* begin RECORDS FOR THE EXERCISE *

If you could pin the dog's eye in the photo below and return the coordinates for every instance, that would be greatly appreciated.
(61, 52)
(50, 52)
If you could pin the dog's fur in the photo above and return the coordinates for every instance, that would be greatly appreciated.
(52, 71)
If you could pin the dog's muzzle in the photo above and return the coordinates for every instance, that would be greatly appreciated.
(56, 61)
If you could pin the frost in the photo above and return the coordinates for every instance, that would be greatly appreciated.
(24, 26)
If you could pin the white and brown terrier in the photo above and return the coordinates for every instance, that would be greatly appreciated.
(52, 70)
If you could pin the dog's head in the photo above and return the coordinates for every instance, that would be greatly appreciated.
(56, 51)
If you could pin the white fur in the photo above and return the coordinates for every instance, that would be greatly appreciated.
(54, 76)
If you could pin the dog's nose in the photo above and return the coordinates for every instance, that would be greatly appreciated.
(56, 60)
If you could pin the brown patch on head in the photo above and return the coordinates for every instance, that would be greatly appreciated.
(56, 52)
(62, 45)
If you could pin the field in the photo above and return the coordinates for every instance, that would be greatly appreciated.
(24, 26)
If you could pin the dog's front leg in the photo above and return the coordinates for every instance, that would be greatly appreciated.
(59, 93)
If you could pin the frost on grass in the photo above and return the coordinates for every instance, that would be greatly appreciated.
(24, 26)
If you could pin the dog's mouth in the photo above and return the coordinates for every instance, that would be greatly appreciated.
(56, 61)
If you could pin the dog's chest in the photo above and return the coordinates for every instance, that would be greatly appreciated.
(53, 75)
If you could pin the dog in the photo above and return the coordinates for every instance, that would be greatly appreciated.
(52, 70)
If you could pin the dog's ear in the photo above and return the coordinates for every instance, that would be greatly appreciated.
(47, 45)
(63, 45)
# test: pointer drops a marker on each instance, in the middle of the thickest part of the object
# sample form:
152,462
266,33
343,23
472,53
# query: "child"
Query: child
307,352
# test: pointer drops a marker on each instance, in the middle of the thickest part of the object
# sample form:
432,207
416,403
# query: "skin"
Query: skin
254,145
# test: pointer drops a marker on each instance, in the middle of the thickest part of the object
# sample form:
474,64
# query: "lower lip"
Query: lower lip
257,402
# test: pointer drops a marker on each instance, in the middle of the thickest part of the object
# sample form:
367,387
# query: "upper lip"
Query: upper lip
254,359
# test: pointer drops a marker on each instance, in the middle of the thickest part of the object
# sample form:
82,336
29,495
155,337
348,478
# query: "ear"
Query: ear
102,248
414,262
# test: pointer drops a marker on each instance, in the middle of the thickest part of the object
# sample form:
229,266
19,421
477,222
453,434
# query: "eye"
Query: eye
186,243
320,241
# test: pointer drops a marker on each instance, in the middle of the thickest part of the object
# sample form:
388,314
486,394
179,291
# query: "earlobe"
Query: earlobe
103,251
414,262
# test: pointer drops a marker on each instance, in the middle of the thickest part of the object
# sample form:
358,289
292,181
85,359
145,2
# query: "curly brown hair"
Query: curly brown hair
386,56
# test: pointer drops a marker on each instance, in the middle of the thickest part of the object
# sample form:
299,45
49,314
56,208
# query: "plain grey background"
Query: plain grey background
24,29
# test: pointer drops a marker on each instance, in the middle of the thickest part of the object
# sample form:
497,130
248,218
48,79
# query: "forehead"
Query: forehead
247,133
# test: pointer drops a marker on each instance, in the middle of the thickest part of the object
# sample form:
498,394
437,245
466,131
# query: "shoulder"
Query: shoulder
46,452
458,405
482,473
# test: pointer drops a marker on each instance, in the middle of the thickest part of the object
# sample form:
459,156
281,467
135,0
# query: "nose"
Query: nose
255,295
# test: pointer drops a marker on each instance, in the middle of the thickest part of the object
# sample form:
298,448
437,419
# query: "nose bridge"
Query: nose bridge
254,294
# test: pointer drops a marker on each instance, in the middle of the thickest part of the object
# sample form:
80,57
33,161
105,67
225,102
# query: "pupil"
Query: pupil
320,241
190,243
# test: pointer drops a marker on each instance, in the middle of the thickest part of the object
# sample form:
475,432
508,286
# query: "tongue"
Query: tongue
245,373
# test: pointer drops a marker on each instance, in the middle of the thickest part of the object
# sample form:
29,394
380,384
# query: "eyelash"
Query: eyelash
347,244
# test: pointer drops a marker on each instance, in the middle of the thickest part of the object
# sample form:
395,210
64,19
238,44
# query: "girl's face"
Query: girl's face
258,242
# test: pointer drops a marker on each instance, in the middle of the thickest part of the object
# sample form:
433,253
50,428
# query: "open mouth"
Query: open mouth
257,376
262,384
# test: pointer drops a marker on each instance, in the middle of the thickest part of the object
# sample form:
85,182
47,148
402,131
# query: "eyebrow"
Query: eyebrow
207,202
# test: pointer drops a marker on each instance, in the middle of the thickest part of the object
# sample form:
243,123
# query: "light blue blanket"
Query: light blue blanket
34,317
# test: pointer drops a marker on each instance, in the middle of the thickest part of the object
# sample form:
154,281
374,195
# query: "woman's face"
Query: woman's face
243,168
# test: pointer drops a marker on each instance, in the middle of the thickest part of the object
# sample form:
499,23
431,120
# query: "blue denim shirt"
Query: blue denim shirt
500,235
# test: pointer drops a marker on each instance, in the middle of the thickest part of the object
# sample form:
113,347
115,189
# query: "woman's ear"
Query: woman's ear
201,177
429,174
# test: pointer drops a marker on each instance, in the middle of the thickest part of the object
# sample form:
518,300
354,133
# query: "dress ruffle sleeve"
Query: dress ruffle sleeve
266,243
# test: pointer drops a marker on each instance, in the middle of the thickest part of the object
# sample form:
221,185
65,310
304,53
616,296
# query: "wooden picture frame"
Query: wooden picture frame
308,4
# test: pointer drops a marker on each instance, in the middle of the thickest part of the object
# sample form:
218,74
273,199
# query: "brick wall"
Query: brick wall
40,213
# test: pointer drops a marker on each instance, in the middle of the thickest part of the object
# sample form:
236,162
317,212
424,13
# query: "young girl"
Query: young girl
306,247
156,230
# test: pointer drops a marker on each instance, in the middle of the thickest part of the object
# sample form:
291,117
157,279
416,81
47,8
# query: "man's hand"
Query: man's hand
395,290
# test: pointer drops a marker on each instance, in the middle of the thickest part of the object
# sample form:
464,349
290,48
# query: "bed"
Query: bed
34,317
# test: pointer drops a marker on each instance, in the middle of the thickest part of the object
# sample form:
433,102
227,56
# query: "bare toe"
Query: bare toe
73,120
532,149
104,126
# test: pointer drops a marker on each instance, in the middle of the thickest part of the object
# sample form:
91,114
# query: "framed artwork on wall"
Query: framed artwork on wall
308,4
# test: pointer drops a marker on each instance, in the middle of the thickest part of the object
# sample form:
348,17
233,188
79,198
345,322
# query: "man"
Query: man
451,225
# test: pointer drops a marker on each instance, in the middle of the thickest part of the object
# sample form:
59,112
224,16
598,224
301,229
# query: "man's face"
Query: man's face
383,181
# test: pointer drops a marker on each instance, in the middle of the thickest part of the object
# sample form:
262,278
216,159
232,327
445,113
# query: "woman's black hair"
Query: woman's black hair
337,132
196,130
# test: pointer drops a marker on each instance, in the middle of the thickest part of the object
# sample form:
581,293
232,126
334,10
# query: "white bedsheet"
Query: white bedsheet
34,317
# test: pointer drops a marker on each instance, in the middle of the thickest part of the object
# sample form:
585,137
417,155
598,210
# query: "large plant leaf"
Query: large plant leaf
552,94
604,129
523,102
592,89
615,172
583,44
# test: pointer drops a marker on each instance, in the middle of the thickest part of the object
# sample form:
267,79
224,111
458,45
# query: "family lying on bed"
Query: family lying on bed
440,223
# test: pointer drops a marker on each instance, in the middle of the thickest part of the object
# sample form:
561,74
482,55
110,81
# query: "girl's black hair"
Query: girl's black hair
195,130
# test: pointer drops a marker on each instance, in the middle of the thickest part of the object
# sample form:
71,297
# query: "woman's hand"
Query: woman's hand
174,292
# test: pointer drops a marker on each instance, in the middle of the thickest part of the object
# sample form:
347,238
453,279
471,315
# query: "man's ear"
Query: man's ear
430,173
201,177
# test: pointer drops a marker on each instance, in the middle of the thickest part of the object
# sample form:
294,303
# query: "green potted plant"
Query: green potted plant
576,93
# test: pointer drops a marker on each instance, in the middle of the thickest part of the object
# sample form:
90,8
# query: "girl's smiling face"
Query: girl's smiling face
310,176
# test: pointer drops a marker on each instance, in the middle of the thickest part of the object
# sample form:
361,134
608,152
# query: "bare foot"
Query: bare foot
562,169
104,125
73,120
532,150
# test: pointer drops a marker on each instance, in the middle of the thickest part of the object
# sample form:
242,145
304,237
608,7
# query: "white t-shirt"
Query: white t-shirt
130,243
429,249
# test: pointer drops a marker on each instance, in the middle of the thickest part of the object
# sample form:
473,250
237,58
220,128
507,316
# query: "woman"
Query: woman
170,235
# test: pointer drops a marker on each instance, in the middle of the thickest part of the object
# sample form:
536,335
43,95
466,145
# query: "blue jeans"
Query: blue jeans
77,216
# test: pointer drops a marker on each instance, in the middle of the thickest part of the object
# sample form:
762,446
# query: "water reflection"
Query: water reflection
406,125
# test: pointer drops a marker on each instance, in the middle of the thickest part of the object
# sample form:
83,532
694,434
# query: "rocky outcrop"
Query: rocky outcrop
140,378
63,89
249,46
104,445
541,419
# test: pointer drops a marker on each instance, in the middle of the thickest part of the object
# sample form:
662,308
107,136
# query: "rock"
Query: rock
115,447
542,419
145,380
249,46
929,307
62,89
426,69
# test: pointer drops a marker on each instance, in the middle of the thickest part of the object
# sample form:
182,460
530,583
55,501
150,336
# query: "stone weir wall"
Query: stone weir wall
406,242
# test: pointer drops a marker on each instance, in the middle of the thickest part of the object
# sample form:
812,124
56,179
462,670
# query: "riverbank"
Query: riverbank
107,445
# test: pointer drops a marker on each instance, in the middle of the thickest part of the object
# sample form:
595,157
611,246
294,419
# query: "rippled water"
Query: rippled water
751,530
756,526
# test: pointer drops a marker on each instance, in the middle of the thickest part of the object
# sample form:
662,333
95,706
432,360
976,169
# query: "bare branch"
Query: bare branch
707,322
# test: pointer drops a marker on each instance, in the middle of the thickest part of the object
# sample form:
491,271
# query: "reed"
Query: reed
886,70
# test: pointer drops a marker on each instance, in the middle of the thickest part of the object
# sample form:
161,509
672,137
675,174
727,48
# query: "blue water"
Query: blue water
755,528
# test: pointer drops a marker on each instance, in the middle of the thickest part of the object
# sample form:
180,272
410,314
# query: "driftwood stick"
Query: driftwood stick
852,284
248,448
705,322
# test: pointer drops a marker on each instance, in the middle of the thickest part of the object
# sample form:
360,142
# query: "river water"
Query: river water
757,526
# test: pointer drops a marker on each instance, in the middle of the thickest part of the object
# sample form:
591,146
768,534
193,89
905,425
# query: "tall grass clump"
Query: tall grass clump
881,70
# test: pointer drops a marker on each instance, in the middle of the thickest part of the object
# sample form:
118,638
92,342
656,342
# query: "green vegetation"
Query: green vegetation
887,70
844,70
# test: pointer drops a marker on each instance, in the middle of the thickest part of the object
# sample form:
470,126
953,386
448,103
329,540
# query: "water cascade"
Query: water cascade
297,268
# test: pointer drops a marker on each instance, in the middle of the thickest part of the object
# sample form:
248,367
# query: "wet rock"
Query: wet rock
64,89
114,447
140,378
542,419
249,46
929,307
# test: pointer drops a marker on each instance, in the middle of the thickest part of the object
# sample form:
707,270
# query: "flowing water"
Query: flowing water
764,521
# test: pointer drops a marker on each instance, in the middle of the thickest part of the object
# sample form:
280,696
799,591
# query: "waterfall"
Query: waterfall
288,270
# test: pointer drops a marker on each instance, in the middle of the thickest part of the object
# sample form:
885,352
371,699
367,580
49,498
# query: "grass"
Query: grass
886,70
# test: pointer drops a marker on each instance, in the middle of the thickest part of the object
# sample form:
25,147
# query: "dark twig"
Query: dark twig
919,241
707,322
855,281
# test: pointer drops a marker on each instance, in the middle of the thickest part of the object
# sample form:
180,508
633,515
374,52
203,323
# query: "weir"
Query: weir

* end RECORDS FOR THE EXERCISE *

PROBLEM REQUIREMENTS:
Count the lines in the entries above that contain the word "stick". Give only the number.

TASK SOLUTION:
2